• **연습 문제**: 아래 줄을 모두 한 글자도 바꾸지 말고 그대로 다시 적어 주세요. 그림은 답에 넣지 마세요.

• **제공 데이터**:
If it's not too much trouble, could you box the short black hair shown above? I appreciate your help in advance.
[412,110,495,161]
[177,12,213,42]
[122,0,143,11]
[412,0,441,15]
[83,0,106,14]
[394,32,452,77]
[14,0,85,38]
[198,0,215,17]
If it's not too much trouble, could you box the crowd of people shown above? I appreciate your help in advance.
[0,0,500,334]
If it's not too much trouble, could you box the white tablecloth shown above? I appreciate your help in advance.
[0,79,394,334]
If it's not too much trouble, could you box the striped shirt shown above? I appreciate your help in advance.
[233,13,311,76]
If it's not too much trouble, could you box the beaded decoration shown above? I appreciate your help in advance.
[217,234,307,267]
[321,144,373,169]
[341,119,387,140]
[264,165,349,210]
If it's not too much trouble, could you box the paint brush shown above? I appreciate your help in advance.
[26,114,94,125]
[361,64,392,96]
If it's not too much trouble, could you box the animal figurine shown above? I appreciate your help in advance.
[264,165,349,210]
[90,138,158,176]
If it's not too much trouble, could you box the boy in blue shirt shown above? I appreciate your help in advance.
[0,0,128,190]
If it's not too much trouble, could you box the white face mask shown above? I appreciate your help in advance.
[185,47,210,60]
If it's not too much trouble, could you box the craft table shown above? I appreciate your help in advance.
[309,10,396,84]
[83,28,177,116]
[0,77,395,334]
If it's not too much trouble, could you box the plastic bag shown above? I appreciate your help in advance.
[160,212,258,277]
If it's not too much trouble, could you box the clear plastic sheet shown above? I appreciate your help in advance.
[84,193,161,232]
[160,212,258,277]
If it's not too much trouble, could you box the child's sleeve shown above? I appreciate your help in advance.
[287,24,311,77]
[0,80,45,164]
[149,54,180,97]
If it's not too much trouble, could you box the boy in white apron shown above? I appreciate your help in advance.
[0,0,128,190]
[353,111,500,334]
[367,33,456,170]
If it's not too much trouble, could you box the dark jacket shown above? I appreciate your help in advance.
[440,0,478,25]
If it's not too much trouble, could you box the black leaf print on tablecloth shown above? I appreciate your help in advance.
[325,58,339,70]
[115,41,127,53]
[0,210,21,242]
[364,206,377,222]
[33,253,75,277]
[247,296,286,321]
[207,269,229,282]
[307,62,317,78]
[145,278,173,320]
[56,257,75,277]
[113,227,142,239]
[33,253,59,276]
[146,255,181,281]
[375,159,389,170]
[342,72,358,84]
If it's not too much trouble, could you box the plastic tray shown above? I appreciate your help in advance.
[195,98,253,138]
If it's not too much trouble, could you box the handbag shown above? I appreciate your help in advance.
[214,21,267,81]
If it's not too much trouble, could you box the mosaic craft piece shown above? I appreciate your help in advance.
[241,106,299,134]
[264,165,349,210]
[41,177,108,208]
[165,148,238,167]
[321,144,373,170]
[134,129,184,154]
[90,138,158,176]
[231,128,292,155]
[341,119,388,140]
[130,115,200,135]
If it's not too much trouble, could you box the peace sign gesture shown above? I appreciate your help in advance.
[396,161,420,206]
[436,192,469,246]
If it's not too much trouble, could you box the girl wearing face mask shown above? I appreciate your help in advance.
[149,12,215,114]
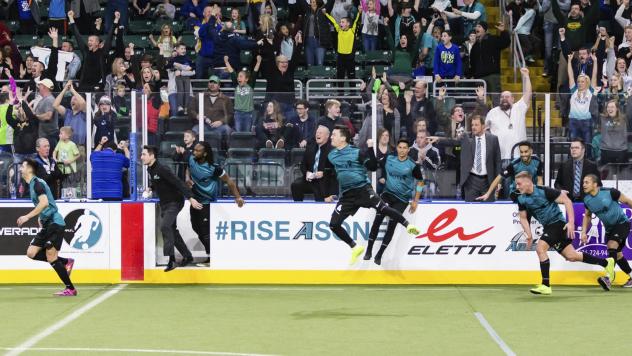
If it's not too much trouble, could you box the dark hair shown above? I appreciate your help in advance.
[571,137,586,148]
[23,158,39,174]
[143,145,158,157]
[197,141,214,165]
[518,141,533,149]
[334,125,352,143]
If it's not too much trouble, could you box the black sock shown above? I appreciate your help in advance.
[540,260,551,287]
[50,260,75,289]
[617,257,632,275]
[582,253,608,267]
[329,225,356,248]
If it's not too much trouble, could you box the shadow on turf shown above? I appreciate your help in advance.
[291,309,406,320]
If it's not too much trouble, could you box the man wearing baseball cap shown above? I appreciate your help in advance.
[33,78,59,147]
[188,75,233,146]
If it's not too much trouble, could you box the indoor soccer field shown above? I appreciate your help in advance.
[0,284,632,355]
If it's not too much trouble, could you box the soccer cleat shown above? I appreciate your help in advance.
[530,284,553,295]
[606,257,614,281]
[406,224,421,235]
[64,258,75,277]
[349,245,364,265]
[597,277,612,291]
[53,288,77,297]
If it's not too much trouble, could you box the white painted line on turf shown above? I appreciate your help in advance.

• **문제 풀이**:
If it's not too much trouble, could you box the short black hair shown above? I appreciate your help in advance.
[412,110,495,161]
[177,12,213,42]
[122,0,143,11]
[412,0,441,15]
[83,0,106,14]
[394,32,452,77]
[14,0,85,38]
[198,0,215,17]
If it's not too much trouble, could you box the crowd of people shown above? I appreciate your help in advance.
[0,0,500,334]
If it's not too much trouble, could you box the white tablecloth shown above? I appreciate your help in advance.
[0,79,394,334]
If it's not too much trouble, could you box the striped shirt shown above? I appreciate your help in advance.
[233,13,311,76]
If it's not too much trouble, could you box the beaded decoration shown above? I appreciate your help in advance.
[217,234,307,267]
[321,144,373,169]
[341,119,387,140]
[264,165,349,210]
If it's not too much trouble, could you box the paint brush shown above? I appreciate your help in advance.
[26,114,94,125]
[361,64,392,96]
If it's not too much trouble, could you box the animal figurine shown above? I appreciate your help in advance.
[264,165,349,210]
[90,138,158,176]
If it's not too much trouble, could you box the boy in blue shirt shown above? I appreciate your help in advance.
[0,0,128,190]
If it's not too much trouble, could you box the white face mask shown above? I appreciate your help in advance.
[185,47,210,60]
If it's not too much trouble, could you box the craft table shown above? I appreciate your help in advance.
[309,10,396,84]
[83,28,177,116]
[0,77,395,334]
If it's not too much trouble, could you box the plastic bag shown above? I appreciate your help in advance.
[160,212,258,277]
If it's not too much trouble, could you box the clear plastic sheet shown above? I appreciate your help in advance.
[84,193,161,232]
[160,212,258,277]
If it's not too much trouble, could you box the child's sleeve shown above? I appreciate your help in advance.
[287,24,311,77]
[0,80,45,164]
[149,54,180,97]
If it's not too much trouble, could you box the boy in white apron shown above? I appreciate your help in advance.
[0,0,128,190]
[353,111,500,334]
[367,33,456,170]
If it's not too much trouble, could you box the dark jacket shown above? I appreciate your help in advance.
[440,0,478,25]
If it's not too much trouble, could you box the black leaf print on tablecloth shown above? I appreciate your help in advance.
[325,58,339,70]
[115,41,127,53]
[0,210,21,242]
[364,206,377,222]
[33,253,75,277]
[247,296,286,321]
[207,269,229,282]
[307,62,317,78]
[145,278,173,320]
[56,257,75,277]
[113,227,142,239]
[33,253,59,276]
[146,255,181,281]
[375,159,389,170]
[342,72,358,84]
If it's not too much trouble, could you box the plastic tray shown above? I appreciate your help in advance.
[195,98,253,138]
If it's not too much trouble, could you box the handbag shown above? I appreciate your help in advance.
[214,21,267,81]
If it's not too much trouble, could you box the mosaic craft piece shown above? I appreciate your help in advance.
[241,106,299,134]
[264,165,349,210]
[41,177,108,208]
[165,148,238,167]
[321,144,373,170]
[134,129,184,154]
[90,138,158,176]
[231,128,292,155]
[341,119,388,140]
[130,115,200,135]
If it's not too much trouble, could you box the peace sign gesture shown above? I appreciate your help in advance.
[396,161,420,206]
[436,192,469,246]
If it's not too much trouble, could you box the girl wearing face mask shown above? I appreciate your help in advance.
[149,12,215,114]
If it's not too much trouble, could you box the dark hair shown above? I appreciate your help in advance.
[571,137,586,148]
[23,158,39,174]
[143,145,158,157]
[197,141,214,165]
[518,141,533,149]
[334,125,352,143]
If it's not too much trouble, could you box the black sock shown above? I appreciate your help in advance.
[540,260,551,287]
[50,260,75,289]
[617,257,632,275]
[582,253,608,267]
[329,225,356,248]
If it's not too much trouble, could you box the shadow on turf shown above? I appreciate your help in advance.
[291,309,406,320]
If it's not too much trouble, could you box the man wearing baseball cap shown above? I appreciate your help in advance.
[33,78,59,147]
[188,75,233,146]
If it's not too much trouble, could you box the indoor soccer field shown above? I appreciate your help in advance.
[0,284,632,355]
If it's not too much trouble, could you box the soccer cleat shown above? I appreciate your help in advance.
[530,284,553,295]
[606,257,614,281]
[406,224,421,235]
[64,258,75,277]
[349,245,364,265]
[597,277,612,291]
[53,288,77,297]
If it's not too much trouble, could you box the white painted line on turf shown above? I appreciate your help in advance.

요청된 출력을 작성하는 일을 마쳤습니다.